Display each line of the records below that contains the string "rocky", matching case exactly.

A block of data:
[Begin]

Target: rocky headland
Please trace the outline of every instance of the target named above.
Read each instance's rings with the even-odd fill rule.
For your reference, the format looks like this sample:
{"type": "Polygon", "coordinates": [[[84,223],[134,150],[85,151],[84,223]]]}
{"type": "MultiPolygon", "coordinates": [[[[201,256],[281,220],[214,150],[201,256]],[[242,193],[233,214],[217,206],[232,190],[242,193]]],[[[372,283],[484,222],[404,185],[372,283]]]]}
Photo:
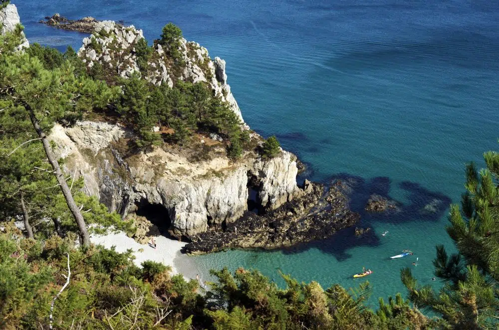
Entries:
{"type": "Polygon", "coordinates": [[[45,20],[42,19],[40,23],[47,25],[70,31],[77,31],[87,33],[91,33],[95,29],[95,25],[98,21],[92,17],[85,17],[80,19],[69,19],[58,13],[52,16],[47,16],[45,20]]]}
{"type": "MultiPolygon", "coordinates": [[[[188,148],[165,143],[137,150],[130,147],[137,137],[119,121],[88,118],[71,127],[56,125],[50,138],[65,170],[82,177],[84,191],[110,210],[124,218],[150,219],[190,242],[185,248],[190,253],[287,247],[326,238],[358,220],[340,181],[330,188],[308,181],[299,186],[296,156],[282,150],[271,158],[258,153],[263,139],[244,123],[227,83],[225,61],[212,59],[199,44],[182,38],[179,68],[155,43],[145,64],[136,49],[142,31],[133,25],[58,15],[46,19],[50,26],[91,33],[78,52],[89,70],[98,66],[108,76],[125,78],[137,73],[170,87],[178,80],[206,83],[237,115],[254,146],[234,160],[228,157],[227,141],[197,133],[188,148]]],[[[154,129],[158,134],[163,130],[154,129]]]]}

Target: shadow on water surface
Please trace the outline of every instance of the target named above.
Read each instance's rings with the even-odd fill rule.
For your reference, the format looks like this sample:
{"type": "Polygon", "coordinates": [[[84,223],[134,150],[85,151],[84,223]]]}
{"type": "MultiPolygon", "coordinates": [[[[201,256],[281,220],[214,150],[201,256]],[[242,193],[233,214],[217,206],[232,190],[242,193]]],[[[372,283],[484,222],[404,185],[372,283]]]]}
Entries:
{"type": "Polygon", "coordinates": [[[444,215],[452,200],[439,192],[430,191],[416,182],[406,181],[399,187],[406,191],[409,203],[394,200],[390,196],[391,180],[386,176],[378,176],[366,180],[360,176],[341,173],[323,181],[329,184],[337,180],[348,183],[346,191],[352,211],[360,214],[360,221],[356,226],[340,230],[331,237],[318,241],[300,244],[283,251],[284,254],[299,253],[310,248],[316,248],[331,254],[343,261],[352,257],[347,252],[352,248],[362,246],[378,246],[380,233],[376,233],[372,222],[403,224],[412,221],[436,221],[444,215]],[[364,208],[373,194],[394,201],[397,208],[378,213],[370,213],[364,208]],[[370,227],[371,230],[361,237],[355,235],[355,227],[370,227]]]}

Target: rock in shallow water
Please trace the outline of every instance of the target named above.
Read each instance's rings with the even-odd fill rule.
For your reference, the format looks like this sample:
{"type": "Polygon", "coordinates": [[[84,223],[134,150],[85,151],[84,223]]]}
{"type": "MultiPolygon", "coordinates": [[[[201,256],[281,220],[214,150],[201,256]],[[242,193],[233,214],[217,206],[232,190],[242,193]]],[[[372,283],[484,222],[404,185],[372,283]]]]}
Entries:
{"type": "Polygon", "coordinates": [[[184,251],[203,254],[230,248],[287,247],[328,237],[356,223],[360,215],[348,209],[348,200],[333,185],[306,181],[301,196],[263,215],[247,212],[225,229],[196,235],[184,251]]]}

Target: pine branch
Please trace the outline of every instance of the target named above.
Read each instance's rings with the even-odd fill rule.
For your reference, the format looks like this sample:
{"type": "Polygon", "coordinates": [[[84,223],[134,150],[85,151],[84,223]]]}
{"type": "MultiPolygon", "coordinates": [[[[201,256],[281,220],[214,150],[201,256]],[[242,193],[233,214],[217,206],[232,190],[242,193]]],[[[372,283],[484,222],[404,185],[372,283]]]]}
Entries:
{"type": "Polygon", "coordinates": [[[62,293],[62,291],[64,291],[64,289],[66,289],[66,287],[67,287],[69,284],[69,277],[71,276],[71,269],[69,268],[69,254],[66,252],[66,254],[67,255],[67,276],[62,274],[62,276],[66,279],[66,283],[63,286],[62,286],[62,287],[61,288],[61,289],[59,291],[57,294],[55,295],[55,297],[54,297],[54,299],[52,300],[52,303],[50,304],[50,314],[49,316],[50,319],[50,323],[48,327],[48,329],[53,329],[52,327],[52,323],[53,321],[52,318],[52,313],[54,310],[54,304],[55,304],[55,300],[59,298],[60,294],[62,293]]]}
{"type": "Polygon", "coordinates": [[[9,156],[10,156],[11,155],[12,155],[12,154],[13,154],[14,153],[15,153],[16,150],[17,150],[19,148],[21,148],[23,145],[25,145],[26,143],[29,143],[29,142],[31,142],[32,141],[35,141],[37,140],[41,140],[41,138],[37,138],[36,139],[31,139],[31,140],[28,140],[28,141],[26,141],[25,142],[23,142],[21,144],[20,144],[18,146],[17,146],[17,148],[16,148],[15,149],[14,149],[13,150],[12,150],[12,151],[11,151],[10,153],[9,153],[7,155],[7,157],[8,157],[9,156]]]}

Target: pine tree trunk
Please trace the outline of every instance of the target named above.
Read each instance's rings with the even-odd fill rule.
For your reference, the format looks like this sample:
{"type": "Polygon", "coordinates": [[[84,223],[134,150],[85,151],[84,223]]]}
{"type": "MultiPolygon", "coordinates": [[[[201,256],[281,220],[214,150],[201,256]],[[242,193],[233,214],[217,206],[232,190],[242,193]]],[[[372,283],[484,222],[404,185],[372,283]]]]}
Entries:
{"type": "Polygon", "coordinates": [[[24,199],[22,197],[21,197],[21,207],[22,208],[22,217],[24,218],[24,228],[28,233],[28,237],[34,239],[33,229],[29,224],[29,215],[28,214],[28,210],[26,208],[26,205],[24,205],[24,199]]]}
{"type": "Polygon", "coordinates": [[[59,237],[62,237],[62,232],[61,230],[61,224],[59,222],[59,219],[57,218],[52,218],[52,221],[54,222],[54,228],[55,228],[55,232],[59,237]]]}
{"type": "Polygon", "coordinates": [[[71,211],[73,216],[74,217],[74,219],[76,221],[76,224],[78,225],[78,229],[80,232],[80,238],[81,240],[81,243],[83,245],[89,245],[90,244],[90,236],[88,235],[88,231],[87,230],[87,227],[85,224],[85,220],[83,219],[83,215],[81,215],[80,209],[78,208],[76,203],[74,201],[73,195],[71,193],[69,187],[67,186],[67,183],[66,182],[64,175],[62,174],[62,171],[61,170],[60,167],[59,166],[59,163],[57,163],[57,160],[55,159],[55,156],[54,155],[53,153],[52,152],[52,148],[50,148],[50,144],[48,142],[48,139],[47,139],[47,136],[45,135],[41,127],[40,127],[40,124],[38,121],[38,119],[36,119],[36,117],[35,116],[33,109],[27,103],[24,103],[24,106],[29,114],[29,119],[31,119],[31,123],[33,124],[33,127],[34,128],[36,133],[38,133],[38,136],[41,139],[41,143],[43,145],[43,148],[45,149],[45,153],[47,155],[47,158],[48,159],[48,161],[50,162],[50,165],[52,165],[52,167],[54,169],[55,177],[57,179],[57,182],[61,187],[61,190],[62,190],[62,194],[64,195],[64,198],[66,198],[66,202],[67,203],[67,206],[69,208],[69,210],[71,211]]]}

[End]
[Begin]

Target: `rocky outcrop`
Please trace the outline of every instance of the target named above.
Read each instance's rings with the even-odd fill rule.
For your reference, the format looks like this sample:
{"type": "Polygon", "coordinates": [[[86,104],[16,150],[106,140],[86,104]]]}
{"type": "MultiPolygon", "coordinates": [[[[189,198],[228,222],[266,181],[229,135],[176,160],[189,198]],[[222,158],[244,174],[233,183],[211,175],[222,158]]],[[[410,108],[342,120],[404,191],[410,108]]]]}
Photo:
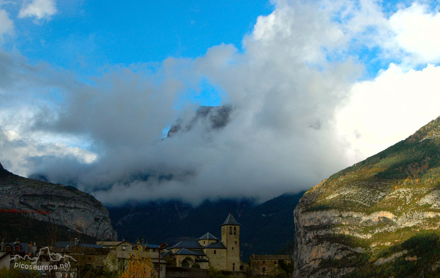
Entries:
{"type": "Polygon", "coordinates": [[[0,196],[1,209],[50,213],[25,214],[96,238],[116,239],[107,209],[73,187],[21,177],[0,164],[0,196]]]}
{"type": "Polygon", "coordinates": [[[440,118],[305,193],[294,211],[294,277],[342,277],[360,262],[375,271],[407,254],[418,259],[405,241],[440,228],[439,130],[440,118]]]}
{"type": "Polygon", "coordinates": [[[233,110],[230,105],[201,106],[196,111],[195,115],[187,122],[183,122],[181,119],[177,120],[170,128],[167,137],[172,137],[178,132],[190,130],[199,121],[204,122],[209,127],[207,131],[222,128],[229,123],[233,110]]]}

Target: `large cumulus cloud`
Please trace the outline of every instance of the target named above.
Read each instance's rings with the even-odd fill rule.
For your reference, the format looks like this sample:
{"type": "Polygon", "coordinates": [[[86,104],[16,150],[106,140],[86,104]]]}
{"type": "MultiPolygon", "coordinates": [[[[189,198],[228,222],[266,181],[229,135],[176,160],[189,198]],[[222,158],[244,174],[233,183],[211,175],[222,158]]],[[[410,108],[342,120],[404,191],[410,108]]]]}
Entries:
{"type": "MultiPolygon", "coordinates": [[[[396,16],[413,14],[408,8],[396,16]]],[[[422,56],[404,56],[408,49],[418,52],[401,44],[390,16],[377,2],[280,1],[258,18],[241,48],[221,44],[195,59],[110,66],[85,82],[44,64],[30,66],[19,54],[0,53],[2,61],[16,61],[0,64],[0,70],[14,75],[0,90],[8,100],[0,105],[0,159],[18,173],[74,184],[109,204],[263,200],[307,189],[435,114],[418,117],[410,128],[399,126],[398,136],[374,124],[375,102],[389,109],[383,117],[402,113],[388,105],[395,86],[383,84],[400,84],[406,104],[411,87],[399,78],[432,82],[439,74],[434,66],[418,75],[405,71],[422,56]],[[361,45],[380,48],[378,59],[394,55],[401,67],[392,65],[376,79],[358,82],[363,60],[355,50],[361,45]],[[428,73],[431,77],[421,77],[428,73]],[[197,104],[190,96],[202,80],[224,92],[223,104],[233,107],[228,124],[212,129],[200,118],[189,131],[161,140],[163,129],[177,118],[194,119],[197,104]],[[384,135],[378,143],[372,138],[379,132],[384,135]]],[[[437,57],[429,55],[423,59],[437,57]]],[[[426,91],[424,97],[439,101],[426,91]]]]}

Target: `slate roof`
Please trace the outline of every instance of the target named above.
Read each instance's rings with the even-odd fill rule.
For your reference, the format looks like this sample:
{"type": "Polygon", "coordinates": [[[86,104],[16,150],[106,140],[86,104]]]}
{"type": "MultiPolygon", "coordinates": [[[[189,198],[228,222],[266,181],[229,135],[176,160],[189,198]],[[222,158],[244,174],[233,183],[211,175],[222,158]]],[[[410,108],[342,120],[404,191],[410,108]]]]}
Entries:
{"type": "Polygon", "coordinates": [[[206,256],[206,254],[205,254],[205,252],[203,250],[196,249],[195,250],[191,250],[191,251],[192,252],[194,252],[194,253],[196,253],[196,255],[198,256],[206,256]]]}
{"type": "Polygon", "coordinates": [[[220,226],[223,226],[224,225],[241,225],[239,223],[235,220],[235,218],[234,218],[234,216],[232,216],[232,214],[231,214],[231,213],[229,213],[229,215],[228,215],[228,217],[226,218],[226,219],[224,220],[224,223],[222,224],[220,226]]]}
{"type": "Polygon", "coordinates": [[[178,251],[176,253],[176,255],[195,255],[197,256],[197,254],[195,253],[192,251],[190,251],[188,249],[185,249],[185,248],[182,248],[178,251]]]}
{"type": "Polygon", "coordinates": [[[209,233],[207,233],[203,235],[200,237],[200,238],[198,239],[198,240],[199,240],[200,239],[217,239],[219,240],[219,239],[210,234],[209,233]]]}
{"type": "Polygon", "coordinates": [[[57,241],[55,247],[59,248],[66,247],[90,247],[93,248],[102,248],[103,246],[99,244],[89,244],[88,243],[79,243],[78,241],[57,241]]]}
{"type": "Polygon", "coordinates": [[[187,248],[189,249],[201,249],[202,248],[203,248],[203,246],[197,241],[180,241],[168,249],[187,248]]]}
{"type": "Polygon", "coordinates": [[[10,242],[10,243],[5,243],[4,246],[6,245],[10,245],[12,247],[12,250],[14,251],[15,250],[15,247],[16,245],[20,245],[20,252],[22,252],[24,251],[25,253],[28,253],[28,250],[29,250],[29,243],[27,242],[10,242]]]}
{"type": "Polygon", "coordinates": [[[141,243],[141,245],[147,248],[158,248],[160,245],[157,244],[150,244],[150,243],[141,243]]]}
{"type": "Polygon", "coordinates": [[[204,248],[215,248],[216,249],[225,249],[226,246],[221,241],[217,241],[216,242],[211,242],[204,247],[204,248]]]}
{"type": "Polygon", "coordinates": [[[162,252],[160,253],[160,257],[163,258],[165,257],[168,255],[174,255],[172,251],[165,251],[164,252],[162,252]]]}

[End]

WRITTEN REPLY ::
Target: rocky headland
Target: `rocky outcrop`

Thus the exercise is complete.